- **Arbeitsauftrag**: Schreiben Sie aus dem Text über die Annäherung von Lutheranern und Reformierten den Abschnitt wortgetreu ab, der bei den Worten „Bis zu dieser“ einsetzt und nach den Worten „beider kirchlicher Seiten.“ aufhört.

Vom Streit zur Verständigung: Reformierte, Lutheraner und Katholiken machen einen Schritt aufeinander zu

Anna Siggelkow

Jahrhundertelang hassten sich Lutheraner und Calvinisten – die Feindschaft zwischen beiden evangelischen Lagern war oft größer als die zwischen Protestanten und Katholiken. Erst Anfang der 1970er Jahre beendeten lutherische und reformierte Christen nach rund 400 Jahren ihre Auseinandersetzungen und feiern seither gemeinsam Abendmahl. In einem Festakt in Wittenberg gingen jetzt Lutheraner und Reformierte einen historischen Schritt aufeinander zu. Auf dem Weg zu mehr Einheit unterzeichneten sie zwei Ökumene-Erklärungen.
Die Weltgemeinschaft Reformierter Kirchen schloss sich zum einen der „Gemeinsamen Erklärung zur Rechtfertigungslehre“ an. Das Dokument gilt als Meilenstein der Ökumene. Katholiken und Lutheraner hatten die Erklärung bereits 1999 unterzeichnet. Vertreter von römisch-katholischer Kirche und Lutherischem Weltbund (LWB) hoben darin ihre gegenseitigen Verurteilungen aus der Reformationszeit auf. Später schlossen sich auch Methodisten und Anglikaner der Erklärung an.
In der Rechtfertigungs-Erklärung verpflichten sich jetzt Katholiken, Lutheraner, Methodisten und Reformierte zu weiteren Anstrengungen zu einer vollen Gemeinschaft. In einem zusätzlichen „Wittenberger Zeugnis“ bekräftigen Lutheraner und Reformierte zudem den Ausbau ihrer Zusammenarbeit.
Bis zu dieser Harmonie zwischen Reformierten und Lutheranern war es ein langer Weg. Die seit der Frühzeit der Reformation bestehenden tiefen Gräben zwischen den Anhängern der Reformatoren Luther sowie Calvin und Zwingli sind nur langsam flacher geworden. Im 19. Jahrhundert kam es zu von der Obrigkeit verordneten Vereinigungen lutherischer und reformierter Kirchen zu Unionskirchen – oft gegen den Willen beider kirchlicher Seiten.
Selbst kurz nach Ende des Zweiten Weltkriegs bestand innerhalb der Evangelischen Kirche in Deutschland keine Übereinstimmung über die Zulassung zum Heiligen Abendmahl. Wie sich der frühere Braunschweiger Bischof und Ökumene-Experte Friedrich Weber erinnerte, war es in einigen Gegenden bis in die 50er Jahre zudem noch üblich, bei Kirchenneubauten je ein reformiertes und ein lutherisches Gotteshaus – oft in Sichtweite – zu errichten.

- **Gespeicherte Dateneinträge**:
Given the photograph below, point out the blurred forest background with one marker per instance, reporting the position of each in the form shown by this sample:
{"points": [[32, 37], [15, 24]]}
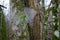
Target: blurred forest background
{"points": [[29, 19]]}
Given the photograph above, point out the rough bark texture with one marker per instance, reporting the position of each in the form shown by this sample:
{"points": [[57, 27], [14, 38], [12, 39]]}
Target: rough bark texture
{"points": [[59, 17], [34, 30], [49, 27]]}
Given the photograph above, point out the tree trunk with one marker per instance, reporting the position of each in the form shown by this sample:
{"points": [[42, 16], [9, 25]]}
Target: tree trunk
{"points": [[59, 17], [49, 26], [33, 15]]}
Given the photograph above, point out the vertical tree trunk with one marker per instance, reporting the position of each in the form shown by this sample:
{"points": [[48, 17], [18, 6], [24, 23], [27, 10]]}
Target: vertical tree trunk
{"points": [[59, 16], [3, 32], [49, 27], [34, 29]]}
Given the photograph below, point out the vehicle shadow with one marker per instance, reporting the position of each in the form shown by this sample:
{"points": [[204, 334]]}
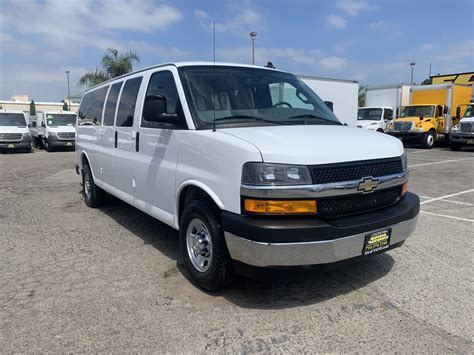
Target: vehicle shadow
{"points": [[267, 289]]}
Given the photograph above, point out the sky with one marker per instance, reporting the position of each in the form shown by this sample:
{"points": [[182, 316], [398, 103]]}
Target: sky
{"points": [[370, 41]]}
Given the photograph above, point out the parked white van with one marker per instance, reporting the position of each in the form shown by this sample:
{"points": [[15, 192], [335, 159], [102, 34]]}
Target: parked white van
{"points": [[246, 178], [14, 133], [374, 118], [54, 129]]}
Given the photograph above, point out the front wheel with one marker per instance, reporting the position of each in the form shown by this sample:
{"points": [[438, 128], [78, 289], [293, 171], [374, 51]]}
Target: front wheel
{"points": [[94, 196], [455, 146], [203, 247], [429, 140]]}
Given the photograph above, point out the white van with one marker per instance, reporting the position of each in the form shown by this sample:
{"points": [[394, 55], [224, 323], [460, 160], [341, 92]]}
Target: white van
{"points": [[374, 118], [54, 129], [246, 178], [14, 133]]}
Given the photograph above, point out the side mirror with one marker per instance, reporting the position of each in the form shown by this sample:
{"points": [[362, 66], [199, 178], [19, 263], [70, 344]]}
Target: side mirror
{"points": [[330, 104], [154, 110]]}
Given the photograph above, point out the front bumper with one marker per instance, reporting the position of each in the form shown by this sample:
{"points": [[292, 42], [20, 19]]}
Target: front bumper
{"points": [[24, 143], [464, 138], [297, 242], [54, 141], [407, 135]]}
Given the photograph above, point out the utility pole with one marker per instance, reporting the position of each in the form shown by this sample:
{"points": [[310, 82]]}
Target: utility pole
{"points": [[253, 35], [68, 91]]}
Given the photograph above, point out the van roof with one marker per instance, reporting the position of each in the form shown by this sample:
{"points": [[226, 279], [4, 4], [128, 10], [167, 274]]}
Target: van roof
{"points": [[179, 65]]}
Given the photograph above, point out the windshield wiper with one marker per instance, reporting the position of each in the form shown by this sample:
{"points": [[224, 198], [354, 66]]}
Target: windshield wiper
{"points": [[248, 117], [310, 115]]}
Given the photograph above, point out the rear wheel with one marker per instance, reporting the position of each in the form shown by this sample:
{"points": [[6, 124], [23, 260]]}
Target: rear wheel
{"points": [[429, 140], [94, 196], [455, 146], [203, 247]]}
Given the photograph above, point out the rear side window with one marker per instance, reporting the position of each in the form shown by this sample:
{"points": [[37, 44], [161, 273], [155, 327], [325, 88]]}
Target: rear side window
{"points": [[90, 112], [127, 103], [111, 104]]}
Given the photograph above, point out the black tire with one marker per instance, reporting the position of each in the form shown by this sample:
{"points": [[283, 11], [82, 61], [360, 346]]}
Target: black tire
{"points": [[429, 140], [95, 196], [455, 146], [218, 270]]}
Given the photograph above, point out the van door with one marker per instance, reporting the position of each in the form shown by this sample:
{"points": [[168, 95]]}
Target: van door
{"points": [[158, 149], [124, 140], [106, 150]]}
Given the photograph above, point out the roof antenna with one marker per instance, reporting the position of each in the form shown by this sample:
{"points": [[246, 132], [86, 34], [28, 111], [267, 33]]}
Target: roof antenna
{"points": [[214, 89]]}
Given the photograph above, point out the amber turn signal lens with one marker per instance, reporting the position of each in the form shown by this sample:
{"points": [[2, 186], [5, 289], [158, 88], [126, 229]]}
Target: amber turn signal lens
{"points": [[280, 206], [404, 188]]}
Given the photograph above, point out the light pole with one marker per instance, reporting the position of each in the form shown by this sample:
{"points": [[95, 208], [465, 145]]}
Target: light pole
{"points": [[412, 70], [68, 91], [252, 36]]}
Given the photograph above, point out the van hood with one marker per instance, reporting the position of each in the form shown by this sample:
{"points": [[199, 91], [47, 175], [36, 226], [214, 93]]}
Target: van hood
{"points": [[314, 144], [13, 129]]}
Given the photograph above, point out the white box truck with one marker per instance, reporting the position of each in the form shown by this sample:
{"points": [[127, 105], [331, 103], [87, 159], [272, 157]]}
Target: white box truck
{"points": [[343, 94], [393, 96]]}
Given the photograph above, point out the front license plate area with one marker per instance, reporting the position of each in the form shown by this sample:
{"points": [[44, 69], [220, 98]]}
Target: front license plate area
{"points": [[376, 241]]}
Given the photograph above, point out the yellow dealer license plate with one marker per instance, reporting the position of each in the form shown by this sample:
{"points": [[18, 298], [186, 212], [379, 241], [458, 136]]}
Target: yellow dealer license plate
{"points": [[376, 241]]}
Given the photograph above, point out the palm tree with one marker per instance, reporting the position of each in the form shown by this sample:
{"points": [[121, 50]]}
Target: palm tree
{"points": [[113, 64]]}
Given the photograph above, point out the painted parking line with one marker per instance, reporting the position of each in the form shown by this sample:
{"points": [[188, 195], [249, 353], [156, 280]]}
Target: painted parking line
{"points": [[439, 162], [446, 196], [446, 216]]}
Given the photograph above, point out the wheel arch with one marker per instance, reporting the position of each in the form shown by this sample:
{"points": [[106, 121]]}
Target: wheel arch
{"points": [[197, 188]]}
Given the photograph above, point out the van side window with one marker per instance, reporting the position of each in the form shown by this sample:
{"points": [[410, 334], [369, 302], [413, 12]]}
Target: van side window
{"points": [[111, 104], [90, 112], [128, 99], [162, 83]]}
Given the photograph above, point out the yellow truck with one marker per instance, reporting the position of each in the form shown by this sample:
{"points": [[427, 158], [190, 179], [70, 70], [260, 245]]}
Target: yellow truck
{"points": [[432, 111]]}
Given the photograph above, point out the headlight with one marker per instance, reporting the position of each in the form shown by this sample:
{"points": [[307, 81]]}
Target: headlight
{"points": [[404, 162], [275, 174]]}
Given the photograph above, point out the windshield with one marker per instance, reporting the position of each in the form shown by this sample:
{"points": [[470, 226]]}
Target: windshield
{"points": [[374, 114], [12, 119], [242, 97], [469, 111], [60, 119], [418, 111]]}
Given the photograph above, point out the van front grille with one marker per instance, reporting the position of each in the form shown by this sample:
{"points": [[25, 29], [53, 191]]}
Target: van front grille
{"points": [[342, 206], [10, 137], [324, 174]]}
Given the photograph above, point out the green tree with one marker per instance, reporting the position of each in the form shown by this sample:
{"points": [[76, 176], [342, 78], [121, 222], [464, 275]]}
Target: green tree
{"points": [[113, 64], [32, 108]]}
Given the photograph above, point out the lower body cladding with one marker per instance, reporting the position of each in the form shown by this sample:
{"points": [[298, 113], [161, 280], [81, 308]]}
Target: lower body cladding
{"points": [[298, 242]]}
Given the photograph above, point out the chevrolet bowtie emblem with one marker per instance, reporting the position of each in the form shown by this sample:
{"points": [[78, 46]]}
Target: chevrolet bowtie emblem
{"points": [[368, 184]]}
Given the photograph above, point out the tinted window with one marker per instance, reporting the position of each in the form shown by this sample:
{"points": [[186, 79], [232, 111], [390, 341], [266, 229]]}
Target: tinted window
{"points": [[111, 104], [162, 83], [127, 103], [90, 112]]}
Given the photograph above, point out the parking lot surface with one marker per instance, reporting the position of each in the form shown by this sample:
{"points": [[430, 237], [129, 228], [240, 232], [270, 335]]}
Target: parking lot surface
{"points": [[105, 280]]}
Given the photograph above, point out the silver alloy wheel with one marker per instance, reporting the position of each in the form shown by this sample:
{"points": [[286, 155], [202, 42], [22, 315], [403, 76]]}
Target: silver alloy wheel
{"points": [[199, 245], [430, 139], [87, 186]]}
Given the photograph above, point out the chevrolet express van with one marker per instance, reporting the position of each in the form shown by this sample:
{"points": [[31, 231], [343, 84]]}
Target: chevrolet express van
{"points": [[14, 133], [54, 129], [245, 176], [375, 118]]}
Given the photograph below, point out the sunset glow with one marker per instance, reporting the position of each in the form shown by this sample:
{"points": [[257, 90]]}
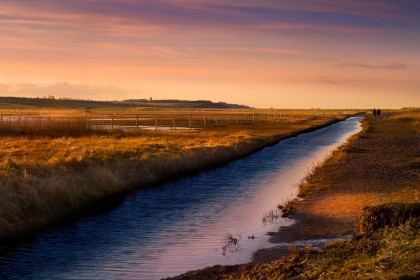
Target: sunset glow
{"points": [[283, 54]]}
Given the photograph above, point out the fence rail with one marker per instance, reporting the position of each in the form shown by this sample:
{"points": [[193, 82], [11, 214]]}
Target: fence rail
{"points": [[149, 121]]}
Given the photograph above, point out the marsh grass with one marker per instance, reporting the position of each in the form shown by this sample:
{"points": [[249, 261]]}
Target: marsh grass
{"points": [[387, 252], [46, 173]]}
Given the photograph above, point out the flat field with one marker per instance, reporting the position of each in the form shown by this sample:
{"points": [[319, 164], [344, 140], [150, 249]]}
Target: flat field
{"points": [[54, 162]]}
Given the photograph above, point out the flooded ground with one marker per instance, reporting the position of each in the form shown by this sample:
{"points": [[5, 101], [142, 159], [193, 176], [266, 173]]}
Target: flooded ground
{"points": [[217, 217]]}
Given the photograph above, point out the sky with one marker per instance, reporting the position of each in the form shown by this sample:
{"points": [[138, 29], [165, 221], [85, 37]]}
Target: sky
{"points": [[261, 53]]}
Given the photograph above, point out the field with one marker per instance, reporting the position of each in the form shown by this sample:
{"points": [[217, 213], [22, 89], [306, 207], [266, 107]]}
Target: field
{"points": [[56, 162], [370, 188]]}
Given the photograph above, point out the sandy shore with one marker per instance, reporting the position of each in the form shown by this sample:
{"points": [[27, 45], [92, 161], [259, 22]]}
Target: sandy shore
{"points": [[374, 167], [379, 165]]}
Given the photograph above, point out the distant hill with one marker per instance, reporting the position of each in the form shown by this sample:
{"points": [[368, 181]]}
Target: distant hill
{"points": [[130, 103], [172, 103]]}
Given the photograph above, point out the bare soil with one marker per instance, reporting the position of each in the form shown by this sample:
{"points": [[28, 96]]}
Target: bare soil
{"points": [[379, 165]]}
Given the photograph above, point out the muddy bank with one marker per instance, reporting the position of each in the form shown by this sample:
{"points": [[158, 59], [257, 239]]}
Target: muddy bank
{"points": [[377, 166], [112, 183]]}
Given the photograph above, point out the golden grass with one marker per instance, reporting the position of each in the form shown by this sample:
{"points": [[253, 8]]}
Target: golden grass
{"points": [[379, 165], [47, 174]]}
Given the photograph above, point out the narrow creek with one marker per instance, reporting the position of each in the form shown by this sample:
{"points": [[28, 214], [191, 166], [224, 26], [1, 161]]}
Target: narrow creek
{"points": [[182, 225]]}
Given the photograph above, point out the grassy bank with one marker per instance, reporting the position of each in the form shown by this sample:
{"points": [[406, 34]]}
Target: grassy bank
{"points": [[379, 165], [390, 251], [49, 174]]}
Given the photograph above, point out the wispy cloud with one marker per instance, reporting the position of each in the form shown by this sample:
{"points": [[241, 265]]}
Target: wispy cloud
{"points": [[383, 66], [65, 89]]}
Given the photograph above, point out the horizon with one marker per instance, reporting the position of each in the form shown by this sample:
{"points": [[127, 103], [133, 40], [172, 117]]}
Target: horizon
{"points": [[262, 54]]}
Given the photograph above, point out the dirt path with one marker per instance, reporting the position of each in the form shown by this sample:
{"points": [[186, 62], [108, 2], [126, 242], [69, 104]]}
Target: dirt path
{"points": [[380, 165]]}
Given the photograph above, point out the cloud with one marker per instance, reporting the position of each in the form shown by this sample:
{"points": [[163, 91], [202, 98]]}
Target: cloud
{"points": [[384, 66], [64, 89]]}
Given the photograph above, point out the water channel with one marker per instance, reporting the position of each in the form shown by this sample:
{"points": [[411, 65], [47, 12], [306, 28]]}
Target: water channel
{"points": [[182, 225]]}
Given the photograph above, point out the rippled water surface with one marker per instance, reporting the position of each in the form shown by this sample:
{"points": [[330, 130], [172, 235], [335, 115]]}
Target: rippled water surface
{"points": [[181, 225]]}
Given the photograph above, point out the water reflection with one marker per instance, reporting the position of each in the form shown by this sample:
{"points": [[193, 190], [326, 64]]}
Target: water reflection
{"points": [[181, 225]]}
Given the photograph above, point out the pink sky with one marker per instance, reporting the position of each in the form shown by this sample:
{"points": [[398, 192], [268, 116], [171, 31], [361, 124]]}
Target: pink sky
{"points": [[282, 54]]}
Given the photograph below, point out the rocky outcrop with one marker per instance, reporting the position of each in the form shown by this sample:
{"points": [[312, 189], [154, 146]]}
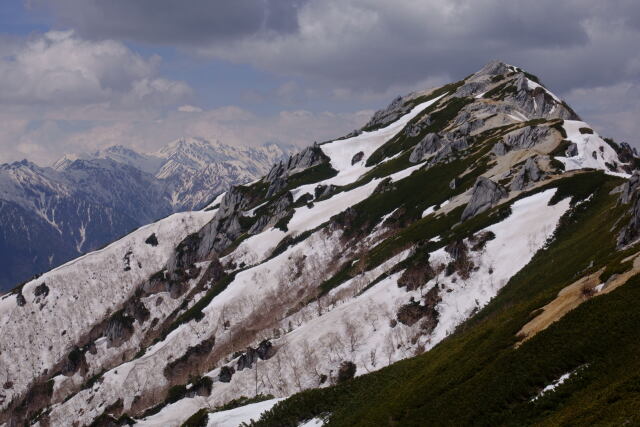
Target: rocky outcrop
{"points": [[526, 137], [226, 372], [427, 146], [346, 371], [393, 112], [538, 102], [357, 157], [438, 148], [528, 173], [417, 275], [279, 173], [409, 314], [484, 195], [277, 211], [629, 195]]}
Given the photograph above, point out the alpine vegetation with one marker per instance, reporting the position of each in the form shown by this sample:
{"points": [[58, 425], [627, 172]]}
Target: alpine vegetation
{"points": [[51, 215], [468, 257]]}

- **Ergebnis der Aufgabe**:
Bis zu dieser Harmonie zwischen Reformierten und Lutheranern war es ein langer Weg. Die seit der Frühzeit der Reformation bestehenden tiefen Gräben zwischen den Anhängern der Reformatoren Luther sowie Calvin und Zwingli sind nur langsam flacher geworden. Im 19. Jahrhundert kam es zu von der Obrigkeit verordneten Vereinigungen lutherischer und reformierter Kirchen zu Unionskirchen – oft gegen den Willen beider kirchlicher Seiten.